** BEGIN Record excerpts **
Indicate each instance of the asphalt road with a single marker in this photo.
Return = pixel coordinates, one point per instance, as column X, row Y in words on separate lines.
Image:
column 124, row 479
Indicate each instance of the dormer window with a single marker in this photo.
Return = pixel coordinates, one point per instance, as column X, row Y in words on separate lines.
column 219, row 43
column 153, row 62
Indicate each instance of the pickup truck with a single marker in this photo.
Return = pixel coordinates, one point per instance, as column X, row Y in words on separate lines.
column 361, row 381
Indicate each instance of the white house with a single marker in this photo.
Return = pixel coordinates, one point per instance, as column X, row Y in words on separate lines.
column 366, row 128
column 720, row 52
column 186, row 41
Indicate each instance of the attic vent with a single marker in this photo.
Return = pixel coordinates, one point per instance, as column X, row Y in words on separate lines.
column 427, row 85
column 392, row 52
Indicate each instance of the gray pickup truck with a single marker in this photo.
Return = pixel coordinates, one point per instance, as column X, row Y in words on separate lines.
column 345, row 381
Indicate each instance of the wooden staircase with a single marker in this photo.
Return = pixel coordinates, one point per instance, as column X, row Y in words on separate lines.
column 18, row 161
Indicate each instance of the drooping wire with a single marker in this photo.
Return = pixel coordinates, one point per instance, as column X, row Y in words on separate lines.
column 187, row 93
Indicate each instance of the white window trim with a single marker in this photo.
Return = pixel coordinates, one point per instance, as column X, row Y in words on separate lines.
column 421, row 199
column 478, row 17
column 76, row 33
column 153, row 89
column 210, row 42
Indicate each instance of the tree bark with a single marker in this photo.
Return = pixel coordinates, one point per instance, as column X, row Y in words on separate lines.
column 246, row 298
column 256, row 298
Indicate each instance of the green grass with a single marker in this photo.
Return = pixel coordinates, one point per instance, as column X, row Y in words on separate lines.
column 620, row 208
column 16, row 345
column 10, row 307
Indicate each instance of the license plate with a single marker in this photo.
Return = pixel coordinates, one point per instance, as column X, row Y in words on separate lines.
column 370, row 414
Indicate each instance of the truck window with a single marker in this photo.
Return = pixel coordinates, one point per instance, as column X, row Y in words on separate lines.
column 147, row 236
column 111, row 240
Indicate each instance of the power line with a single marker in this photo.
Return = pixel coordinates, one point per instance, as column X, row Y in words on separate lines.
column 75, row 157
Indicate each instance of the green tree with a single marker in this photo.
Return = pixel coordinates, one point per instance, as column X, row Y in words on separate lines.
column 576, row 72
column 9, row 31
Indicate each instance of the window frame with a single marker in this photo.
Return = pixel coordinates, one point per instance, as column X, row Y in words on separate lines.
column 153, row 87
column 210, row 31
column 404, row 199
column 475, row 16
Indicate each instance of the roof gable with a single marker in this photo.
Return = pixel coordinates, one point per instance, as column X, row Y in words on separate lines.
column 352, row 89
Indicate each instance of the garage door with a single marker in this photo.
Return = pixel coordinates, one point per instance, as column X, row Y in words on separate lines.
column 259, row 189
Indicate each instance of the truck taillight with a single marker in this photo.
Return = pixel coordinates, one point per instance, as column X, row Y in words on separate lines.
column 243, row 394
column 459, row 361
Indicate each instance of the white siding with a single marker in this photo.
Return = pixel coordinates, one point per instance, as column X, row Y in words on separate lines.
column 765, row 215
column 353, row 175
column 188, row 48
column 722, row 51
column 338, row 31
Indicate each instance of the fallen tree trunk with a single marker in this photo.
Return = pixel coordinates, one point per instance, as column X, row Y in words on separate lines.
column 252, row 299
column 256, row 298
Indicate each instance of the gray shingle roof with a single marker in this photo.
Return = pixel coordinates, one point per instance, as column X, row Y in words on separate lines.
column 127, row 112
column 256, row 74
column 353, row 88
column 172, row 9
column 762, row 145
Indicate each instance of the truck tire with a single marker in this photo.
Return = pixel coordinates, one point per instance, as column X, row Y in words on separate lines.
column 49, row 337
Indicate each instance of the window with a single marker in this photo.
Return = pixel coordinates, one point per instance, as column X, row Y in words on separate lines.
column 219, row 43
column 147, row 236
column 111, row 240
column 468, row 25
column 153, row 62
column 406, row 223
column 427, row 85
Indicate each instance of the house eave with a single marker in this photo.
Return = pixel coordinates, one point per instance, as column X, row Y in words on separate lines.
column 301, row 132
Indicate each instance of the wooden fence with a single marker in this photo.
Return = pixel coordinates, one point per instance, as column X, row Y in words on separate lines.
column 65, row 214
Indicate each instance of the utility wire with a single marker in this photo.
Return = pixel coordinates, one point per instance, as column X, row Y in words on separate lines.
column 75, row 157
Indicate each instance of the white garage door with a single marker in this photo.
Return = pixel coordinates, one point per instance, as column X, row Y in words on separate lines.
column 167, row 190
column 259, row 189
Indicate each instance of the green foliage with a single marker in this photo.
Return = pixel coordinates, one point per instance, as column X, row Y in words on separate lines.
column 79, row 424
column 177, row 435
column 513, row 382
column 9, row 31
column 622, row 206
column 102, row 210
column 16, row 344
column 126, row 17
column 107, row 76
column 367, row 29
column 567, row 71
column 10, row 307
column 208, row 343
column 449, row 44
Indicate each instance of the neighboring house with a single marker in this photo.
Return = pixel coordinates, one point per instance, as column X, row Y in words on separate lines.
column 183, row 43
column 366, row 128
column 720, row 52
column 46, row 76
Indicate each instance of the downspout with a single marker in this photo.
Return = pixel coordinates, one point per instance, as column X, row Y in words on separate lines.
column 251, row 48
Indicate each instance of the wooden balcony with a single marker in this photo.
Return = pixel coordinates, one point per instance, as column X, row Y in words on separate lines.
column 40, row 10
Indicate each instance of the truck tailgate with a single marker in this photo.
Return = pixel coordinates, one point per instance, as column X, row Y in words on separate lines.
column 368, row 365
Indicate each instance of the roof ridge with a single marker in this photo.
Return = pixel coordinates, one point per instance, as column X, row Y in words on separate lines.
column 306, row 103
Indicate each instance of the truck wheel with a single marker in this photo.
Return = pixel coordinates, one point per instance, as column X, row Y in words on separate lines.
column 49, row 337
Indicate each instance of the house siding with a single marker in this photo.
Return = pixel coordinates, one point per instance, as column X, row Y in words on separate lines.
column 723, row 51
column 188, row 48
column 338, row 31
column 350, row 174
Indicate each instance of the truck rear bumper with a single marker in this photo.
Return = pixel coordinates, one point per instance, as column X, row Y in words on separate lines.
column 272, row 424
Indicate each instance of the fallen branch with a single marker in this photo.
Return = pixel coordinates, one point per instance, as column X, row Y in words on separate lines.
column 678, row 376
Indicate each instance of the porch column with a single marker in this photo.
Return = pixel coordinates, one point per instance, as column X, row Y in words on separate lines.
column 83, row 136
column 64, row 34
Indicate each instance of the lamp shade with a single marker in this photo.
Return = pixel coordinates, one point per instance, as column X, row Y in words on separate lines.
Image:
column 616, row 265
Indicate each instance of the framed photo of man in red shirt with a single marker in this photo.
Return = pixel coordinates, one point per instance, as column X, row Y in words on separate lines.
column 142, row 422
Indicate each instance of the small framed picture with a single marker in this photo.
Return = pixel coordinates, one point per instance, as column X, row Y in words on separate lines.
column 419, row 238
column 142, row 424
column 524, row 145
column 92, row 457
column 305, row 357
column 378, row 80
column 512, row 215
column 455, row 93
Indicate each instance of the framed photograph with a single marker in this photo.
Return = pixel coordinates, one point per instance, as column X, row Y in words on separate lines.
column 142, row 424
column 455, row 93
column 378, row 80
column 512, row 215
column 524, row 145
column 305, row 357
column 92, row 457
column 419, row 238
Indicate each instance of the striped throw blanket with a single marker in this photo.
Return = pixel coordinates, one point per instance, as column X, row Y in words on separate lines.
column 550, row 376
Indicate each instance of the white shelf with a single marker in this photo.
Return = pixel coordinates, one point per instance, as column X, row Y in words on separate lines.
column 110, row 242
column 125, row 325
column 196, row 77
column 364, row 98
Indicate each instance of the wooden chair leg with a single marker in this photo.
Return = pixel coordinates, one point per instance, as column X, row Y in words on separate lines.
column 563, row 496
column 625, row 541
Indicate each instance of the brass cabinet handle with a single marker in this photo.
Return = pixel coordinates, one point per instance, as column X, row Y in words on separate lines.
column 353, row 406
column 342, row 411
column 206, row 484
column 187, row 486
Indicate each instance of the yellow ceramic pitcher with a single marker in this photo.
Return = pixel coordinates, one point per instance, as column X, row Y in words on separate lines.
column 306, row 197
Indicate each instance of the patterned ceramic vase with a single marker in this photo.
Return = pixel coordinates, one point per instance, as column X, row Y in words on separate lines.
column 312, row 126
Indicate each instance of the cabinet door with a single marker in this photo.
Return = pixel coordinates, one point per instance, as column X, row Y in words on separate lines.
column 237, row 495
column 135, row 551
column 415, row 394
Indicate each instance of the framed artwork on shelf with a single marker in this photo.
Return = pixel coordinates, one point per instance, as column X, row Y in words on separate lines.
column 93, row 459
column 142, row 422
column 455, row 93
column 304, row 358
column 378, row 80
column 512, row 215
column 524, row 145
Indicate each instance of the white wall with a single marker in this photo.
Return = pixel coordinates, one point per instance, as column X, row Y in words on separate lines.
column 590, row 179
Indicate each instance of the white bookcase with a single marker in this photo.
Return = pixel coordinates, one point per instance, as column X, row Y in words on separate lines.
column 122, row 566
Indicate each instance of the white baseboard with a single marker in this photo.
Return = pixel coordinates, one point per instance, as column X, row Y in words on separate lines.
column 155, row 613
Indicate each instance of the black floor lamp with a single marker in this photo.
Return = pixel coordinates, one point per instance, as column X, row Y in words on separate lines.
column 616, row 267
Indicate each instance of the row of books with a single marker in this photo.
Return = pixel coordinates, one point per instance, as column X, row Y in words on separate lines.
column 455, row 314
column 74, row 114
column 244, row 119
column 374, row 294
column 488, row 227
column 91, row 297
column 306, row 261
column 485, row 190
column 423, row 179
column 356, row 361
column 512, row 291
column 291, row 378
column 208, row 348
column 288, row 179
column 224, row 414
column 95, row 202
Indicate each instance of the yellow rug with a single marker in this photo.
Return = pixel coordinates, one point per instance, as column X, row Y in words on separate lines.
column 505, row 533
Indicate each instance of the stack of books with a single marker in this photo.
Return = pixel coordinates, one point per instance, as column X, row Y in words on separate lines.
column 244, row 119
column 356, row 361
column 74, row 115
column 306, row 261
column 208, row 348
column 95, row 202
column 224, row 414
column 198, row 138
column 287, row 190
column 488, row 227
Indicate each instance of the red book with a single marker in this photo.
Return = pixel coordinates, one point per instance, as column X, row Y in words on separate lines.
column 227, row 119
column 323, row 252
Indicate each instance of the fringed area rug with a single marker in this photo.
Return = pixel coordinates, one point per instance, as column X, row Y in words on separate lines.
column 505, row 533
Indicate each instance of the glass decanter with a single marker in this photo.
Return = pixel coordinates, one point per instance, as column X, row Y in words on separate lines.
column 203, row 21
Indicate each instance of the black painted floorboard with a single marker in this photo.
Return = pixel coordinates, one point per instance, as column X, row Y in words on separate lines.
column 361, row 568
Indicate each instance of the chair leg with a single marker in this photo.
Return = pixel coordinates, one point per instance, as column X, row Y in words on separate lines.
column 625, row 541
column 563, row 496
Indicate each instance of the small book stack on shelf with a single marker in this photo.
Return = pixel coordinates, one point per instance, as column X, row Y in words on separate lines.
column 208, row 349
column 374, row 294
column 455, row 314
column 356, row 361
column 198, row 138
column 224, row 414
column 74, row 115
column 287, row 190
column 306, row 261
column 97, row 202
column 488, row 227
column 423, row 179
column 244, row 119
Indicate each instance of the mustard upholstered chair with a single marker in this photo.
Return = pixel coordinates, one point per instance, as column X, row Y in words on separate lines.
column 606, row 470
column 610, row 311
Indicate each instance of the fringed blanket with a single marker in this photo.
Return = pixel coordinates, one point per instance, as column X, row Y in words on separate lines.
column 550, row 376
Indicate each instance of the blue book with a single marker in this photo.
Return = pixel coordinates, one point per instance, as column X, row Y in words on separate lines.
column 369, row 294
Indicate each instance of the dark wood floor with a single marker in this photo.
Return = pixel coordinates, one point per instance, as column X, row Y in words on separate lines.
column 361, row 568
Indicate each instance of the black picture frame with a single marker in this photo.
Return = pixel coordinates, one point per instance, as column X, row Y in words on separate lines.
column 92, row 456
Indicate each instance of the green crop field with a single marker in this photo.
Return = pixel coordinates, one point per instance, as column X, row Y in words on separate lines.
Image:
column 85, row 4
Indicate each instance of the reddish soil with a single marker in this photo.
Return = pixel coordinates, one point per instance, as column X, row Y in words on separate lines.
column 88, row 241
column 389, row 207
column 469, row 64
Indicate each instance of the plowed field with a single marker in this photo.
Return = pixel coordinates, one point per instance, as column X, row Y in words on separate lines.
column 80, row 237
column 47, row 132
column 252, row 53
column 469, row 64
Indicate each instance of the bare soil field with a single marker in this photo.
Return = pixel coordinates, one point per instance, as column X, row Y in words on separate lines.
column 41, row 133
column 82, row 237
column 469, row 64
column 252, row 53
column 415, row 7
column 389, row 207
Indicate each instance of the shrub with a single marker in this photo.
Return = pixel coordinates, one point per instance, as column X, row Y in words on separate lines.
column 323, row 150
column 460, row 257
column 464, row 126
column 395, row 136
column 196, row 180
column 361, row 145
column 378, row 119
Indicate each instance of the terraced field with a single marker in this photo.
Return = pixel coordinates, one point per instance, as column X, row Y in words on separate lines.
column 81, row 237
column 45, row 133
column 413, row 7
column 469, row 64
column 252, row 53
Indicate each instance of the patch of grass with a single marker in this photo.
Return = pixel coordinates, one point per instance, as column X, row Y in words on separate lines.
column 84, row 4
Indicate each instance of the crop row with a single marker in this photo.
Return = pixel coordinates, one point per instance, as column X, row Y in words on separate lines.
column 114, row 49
** END Record excerpts **
### Aim:
Reproduce verbatim the stretch of the records above from the line containing "Indicate each instance of the downspout" through the line containing "column 350, row 174", including both of those lines.

### Problem solution:
Indicate each instance of the downspout with a single marker in this photo.
Return = pixel coordinates, one point per instance, as column X, row Y in words on separate lines.
column 251, row 48
Indicate each instance of the wooden balcony with a single marker in this photo.
Return = pixel coordinates, one point per instance, as column X, row Y in words on separate lines.
column 40, row 10
Indicate each instance of the truck tailgate with a single marker in this photo.
Return = pixel coordinates, one point per instance, as column X, row Y in words on separate lines.
column 368, row 365
Indicate each instance of the roof ridge with a single marker in this photo.
Return = pixel coordinates, one point per instance, as column X, row Y in words on separate lines.
column 306, row 103
Indicate each instance of the truck wheel with a single marker in this photo.
Return = pixel coordinates, one point per instance, as column X, row Y in words on separate lines.
column 49, row 337
Indicate each instance of the house siding with a single marker in this photo.
Return = pixel coordinates, one point per instance, as column X, row Y in words on separate lines.
column 723, row 51
column 188, row 48
column 338, row 31
column 350, row 174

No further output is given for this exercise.